Activity: Only the text of the entries below should appear in your exact transcription; leave out every picture.

Task inputs:
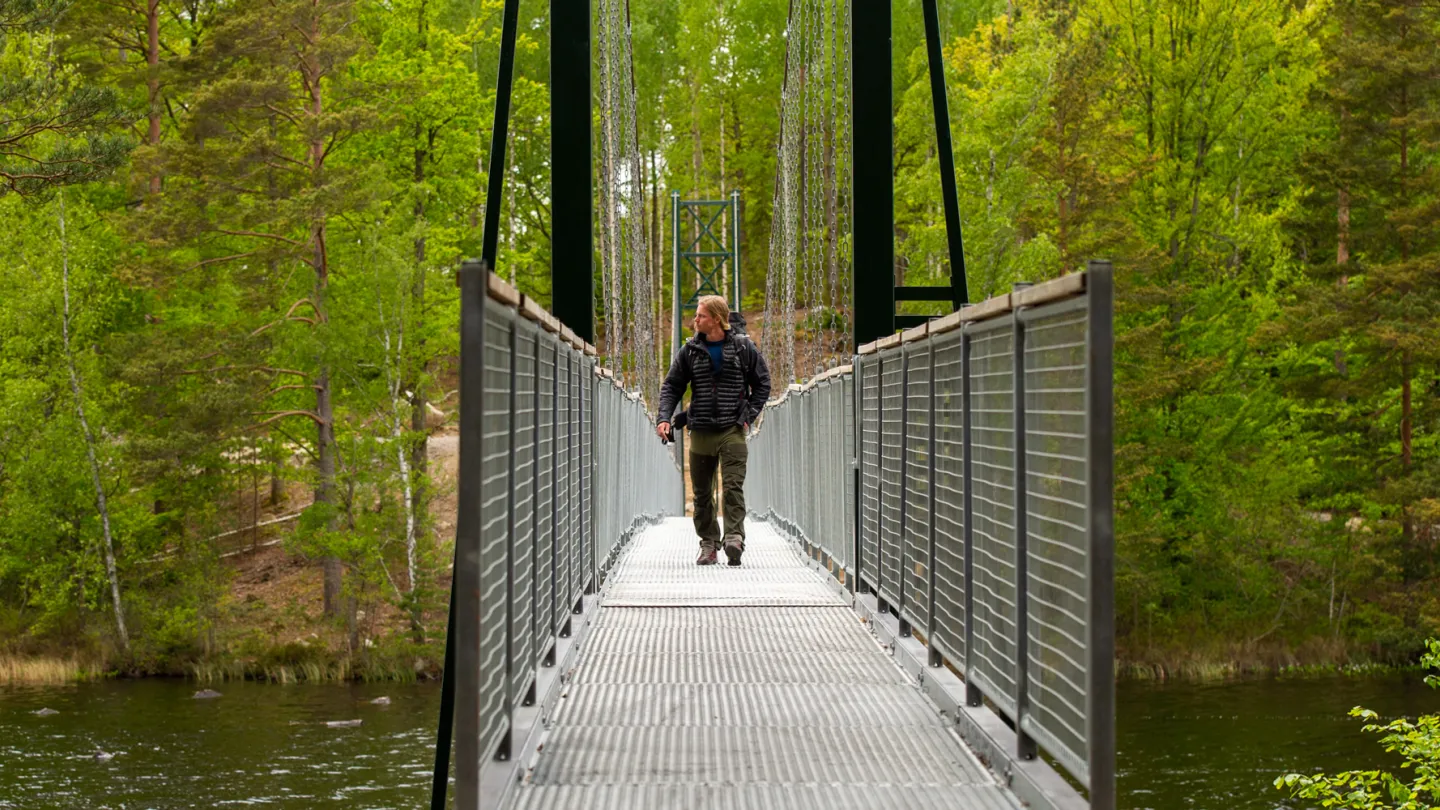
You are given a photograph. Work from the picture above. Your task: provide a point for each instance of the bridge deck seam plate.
(743, 688)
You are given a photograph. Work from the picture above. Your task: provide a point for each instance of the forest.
(228, 307)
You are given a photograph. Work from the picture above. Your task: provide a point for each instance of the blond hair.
(717, 309)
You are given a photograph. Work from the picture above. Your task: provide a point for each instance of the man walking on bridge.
(729, 384)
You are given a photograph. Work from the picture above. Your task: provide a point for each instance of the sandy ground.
(288, 587)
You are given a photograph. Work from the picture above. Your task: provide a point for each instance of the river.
(1208, 747)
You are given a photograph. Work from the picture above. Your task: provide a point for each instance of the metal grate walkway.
(742, 688)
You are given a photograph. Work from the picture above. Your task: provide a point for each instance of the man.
(729, 384)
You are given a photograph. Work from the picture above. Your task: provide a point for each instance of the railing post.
(1024, 745)
(1100, 407)
(676, 336)
(935, 657)
(903, 486)
(468, 521)
(537, 620)
(972, 693)
(880, 482)
(856, 451)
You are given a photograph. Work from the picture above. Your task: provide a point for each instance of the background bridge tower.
(713, 255)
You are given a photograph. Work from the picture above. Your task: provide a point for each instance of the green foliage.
(1417, 742)
(261, 290)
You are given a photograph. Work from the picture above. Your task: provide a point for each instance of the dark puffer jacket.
(733, 398)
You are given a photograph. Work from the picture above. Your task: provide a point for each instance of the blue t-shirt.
(716, 353)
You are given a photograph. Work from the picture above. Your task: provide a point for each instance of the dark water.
(1213, 747)
(257, 744)
(1220, 747)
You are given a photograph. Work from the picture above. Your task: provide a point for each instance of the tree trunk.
(153, 81)
(101, 506)
(419, 451)
(324, 405)
(416, 477)
(1406, 374)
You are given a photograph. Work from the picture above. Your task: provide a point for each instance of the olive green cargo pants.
(723, 450)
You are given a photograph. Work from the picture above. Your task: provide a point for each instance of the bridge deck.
(743, 688)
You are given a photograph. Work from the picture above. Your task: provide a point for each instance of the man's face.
(703, 322)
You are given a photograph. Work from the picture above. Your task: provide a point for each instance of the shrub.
(1417, 742)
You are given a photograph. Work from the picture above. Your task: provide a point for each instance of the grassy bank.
(1318, 657)
(398, 660)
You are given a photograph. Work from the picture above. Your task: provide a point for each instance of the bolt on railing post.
(1024, 744)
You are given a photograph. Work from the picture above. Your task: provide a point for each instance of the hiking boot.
(733, 548)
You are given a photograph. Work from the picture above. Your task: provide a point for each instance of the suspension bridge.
(923, 616)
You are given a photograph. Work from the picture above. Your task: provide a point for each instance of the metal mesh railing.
(559, 467)
(985, 474)
(916, 490)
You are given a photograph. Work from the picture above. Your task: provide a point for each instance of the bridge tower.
(713, 255)
(876, 291)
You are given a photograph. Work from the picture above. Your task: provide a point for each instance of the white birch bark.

Reply to the task:
You are given a photograph. Work from the picture above. Your task: provide a point for each instance of the bridge deck seam plate.
(743, 688)
You are given a photograph. Work from the picture above. Your task: provide a point for each instance of the forest.
(228, 307)
You are given a photograph. Work from the picture above. Your task: provide a point for each instance of the blond hair.
(717, 309)
You are given a photograph. Work from the picture above. Your task: provide a point for each instance of the man walking on bridge.
(729, 384)
You are given a photograph. Work from the picture above. Your task: provide a point for each instance of the sandy ground.
(288, 587)
You are given a photograph. Work from the picture above. Your task: provide a point for each instance of the river.
(1208, 747)
You are given a photograph. Work from the picture above. Your task: provide a point for each instance of the metal grate walkway.
(742, 688)
You are given a photograph. Work from the picture above. Your task: provide a point for each instance of the man.
(729, 384)
You are given a photograph. Work from the picture above. Your task: provide a point for each instance of the railing post.
(1024, 745)
(1100, 407)
(676, 336)
(935, 657)
(903, 486)
(468, 521)
(537, 620)
(972, 693)
(880, 482)
(856, 451)
You are given a photograph. Work from the picture above. Your task: provide a point for each instance of the background bridge tower.
(713, 255)
You are given a photograph. Work from the picture above. Your task: provide a point for each instance of the green foliage.
(1417, 742)
(261, 290)
You are given a photograph. Work from the picture above. Your task: provide a point for each instance of the dark puffer jacket.
(733, 398)
You are given a photograph. Work from the picture above. Your task: provide a point for each instance of the blue t-shirt.
(716, 353)
You are given a photograph. Work from the picture above. Your task: provide a point for each instance of the dark water.
(1213, 747)
(257, 744)
(1220, 747)
You are given a photograph. Work from the picture above. Your task: provide a point for each instance of the tree trunk.
(153, 81)
(101, 506)
(419, 451)
(324, 405)
(416, 477)
(1406, 374)
You are given a photograph. Work from the picture above. Your task: provide a point for each instance of the olive green cargo pants.
(723, 450)
You are given a photograph. Work from the picture above. Your task: provide a point for each instance of the bridge deck.
(743, 688)
You are given a photograph. Work from the picture above. Your task: provide a point for each instance of the man's face.
(703, 322)
You are given a photograph. Work from the picture above. Your task: provide a point for each instance of the shrub.
(1417, 742)
You are given a photograph. Work from the picture above. Your task: provide a point for each instance of the grassy bank.
(1318, 657)
(398, 660)
You are given a photograph. Work from the picture above. Your task: provide a point for each instance of the bolt on railing post.
(1024, 744)
You are given a photograph. Work from the picture above. Your task: provide a point for each instance of the hiking boot.
(733, 548)
You are given a photograph. Work from the picture above. Your task: provide a point for each instance of the suspension bridge.
(923, 616)
You are given a photograph. Work from the picture above. Your task: provide a point for each instance of the metal mesh railing.
(559, 467)
(985, 474)
(916, 490)
You are given a photograph. Work from the picture above. Your task: provide a point for each instance of the bridge tower.
(713, 255)
(876, 291)
You are given a photograph. Work from the picture above. Your task: provide a point for each instance of the white birch bark.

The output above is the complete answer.